__Aim of the task__
When you reach the line that contains "Where can you see the plastic" in the data below, copy it and every line after it exactly, adding nothing.

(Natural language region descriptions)
Start of Block

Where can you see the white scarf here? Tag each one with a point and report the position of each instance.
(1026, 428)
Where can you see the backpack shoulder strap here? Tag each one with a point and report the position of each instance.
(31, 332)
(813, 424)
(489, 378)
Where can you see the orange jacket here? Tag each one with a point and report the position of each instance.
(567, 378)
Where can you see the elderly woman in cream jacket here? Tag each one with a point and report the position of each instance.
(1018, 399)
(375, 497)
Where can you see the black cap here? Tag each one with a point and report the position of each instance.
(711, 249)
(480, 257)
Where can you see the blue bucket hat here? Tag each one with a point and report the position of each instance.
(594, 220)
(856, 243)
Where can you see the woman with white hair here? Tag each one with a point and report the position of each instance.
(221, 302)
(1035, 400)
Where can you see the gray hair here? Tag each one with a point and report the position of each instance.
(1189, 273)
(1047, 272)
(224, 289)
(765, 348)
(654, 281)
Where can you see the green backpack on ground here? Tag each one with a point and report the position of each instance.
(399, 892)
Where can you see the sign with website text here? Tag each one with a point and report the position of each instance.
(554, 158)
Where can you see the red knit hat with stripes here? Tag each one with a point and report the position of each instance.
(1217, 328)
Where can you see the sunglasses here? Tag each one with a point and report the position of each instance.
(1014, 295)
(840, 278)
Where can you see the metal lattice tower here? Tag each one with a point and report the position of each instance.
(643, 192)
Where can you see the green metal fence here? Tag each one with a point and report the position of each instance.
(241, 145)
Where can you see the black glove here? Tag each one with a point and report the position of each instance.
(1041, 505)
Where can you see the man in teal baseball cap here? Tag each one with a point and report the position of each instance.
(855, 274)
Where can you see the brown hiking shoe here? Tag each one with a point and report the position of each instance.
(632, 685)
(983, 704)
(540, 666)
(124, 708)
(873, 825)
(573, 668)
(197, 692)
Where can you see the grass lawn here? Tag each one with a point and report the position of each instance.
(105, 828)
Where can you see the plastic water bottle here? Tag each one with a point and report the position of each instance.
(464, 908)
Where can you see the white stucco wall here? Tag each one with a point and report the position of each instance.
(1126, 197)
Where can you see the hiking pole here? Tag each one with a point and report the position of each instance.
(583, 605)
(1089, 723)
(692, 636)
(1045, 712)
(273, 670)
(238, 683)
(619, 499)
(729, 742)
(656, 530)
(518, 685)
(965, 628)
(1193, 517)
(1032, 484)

End of Block

__Problem solution__
Where can you see the plastic water bottle here? Tag each one with a point and report the position of each instance.
(464, 908)
Where can you see the white stucco wall here? Tag each one with a point and report the position of each instance.
(1126, 197)
Where can you see the hiking pole here? Tag each one with a point and report the position of each instance.
(583, 605)
(1089, 723)
(692, 636)
(1045, 712)
(273, 670)
(238, 683)
(619, 499)
(729, 742)
(656, 530)
(518, 685)
(965, 628)
(1193, 517)
(1032, 484)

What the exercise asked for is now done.